1.2284306-700374569
Image Credit: Supplied

New York: Most people thought the problem of polychlorinated biphenyls — known as PCBs — had been solved. Some countries began banning the toxic chemicals in the 1970s and 1980s, and worldwide production was ended with the 2001 Stockholm Convention.

But a new study based on modelling shows that they are lingering in the blubber of killer whales — and they could end up wiping out half the world’s population of killer whales in coming decades.

 We’re looking at one contaminant among many, and this is one risk factor among many... It’s not a dead-end story. There’s still lots we can do about this.”

 - Jean-Pierre Desforges | Researcher


“It certainly is alarming,” said Jean-Pierre Desforges, a postdoctoral researcher at Aarhus University in Denmark and the lead author on the new study published Thursday in the journal Science.

Whales sit at the top of their food chain. Chemicals like PCBs are taken up by plankton at the base of the food chain, then eaten by herring and other small fish, which are themselves eaten by larger fish, and so on. At each step in this chain, PCBs get more and more concentrated. The most at-risk killer whales are those that eat seals and other animals that are themselves fairly high on the food chain and quite contaminated, Desforges said.

**Information provided:**
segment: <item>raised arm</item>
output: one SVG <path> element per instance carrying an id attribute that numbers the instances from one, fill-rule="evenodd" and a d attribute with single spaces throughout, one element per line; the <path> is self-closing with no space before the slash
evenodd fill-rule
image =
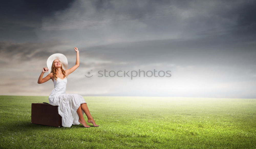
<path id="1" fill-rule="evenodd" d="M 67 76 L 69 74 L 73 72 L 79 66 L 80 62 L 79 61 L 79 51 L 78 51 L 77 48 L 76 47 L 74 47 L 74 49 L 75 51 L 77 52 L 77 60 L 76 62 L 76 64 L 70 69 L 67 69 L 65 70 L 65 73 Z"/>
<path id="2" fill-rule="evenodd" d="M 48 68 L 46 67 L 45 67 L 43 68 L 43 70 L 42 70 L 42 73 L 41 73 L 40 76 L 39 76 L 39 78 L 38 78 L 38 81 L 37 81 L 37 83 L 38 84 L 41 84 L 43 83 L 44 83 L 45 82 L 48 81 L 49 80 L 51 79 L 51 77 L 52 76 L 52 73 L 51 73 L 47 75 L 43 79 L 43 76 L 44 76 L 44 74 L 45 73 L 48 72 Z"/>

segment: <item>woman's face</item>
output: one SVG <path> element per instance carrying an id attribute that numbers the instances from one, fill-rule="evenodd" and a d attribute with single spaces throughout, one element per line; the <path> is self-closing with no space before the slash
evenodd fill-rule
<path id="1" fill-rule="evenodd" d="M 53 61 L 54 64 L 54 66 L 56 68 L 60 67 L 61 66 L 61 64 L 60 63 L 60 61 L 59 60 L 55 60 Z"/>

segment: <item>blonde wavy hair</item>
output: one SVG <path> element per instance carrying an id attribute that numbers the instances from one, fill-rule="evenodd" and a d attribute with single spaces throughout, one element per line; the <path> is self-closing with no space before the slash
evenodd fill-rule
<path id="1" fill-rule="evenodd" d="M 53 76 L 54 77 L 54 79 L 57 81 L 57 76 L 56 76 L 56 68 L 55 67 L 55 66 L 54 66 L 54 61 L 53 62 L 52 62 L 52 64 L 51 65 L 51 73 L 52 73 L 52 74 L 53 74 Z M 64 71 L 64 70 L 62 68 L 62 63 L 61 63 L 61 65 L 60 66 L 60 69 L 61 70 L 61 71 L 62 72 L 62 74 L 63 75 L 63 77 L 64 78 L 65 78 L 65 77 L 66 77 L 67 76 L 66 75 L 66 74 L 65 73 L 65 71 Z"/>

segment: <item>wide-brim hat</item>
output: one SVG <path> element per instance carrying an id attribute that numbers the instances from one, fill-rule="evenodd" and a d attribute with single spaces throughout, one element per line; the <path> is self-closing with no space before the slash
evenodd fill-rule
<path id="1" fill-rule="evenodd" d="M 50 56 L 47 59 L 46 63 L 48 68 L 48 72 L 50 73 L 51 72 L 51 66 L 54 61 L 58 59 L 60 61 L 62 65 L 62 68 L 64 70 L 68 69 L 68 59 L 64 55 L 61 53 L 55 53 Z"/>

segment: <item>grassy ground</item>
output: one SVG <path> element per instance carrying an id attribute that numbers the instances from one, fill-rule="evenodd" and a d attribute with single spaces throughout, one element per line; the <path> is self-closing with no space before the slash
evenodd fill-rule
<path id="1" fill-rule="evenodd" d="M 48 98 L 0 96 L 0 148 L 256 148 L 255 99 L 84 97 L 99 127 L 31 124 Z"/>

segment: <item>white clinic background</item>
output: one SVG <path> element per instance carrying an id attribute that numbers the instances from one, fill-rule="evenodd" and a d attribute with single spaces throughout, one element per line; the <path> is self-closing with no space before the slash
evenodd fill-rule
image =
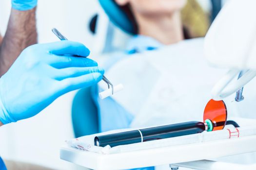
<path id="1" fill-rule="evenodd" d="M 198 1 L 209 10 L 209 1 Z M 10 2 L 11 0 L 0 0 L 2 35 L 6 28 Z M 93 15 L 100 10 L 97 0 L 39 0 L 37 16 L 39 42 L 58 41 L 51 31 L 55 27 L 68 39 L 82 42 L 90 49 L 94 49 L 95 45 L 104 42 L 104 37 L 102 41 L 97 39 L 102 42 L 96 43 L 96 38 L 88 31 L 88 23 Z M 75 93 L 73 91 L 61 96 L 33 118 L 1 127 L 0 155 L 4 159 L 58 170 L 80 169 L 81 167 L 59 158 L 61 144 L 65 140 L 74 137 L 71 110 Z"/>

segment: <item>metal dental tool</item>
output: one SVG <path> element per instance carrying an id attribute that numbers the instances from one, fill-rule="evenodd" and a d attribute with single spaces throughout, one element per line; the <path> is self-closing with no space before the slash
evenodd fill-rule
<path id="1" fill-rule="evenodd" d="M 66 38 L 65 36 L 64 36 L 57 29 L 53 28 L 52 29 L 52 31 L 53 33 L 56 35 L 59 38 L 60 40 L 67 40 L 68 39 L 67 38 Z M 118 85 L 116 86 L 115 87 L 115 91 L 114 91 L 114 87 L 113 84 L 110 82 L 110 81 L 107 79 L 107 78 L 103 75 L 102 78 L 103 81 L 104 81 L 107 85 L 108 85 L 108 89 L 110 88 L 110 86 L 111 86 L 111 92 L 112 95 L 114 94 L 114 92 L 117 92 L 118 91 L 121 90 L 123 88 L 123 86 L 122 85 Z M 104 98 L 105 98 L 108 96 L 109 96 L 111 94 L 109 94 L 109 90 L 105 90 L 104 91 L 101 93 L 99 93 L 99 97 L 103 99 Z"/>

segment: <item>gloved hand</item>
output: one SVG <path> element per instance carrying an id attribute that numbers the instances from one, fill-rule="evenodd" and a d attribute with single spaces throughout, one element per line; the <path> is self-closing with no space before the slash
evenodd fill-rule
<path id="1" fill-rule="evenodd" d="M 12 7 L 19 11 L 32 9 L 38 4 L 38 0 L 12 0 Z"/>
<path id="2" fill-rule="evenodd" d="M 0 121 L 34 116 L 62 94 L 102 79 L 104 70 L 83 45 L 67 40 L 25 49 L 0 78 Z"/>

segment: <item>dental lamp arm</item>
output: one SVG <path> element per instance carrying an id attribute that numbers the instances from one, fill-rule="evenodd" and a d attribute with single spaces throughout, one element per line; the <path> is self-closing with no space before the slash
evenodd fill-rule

**Task prompt:** Please carry on the article about PCBs in killer whales, picking up after its final sentence. The data has nothing to do with this.

**Answer to this exercise:**
80 years
lifespan of killer whales, now at threat from chemicals

Killer whale populations in Alaska, Norway, Antarctica and the Arctic among other places, where chemical levels are lower, will probably continue to grow and thrive, the study found. But animals living in more industrialised areas, off the coasts of the United Kingdom, Brazil, Hawaii and Japan, and in the Strait of Gibraltar, are at high risk of population collapse from just the PCBs alone — not counting other threats.

Dave Duffus, who directs the whale research lab at the University of Victoria in Canada and was not involved in the new research, said its conclusions are “shocking, but I don’t doubt them.”

Whales near him in the Pacific Northwest are surrounded by contaminants, face changes in their food supply and are continually bombarded with noise. “You can see the downtrend in their population,” Duffus said.

Also known as orcas, killer whales are intelligent, social animals that pass survival information from grandmother to mother to daughter, Desforges said. Different populations have distinct dialects.

The researchers used blubber samples to estimate the amount of PCB contamination in killer whales around the world. They also developed a model to forecast the amount of PCBs passed on to calves through the placenta and breast milk as well as from eating prey. Researchers then compared these concentrations to the known damage that can come from different amounts of PCBs.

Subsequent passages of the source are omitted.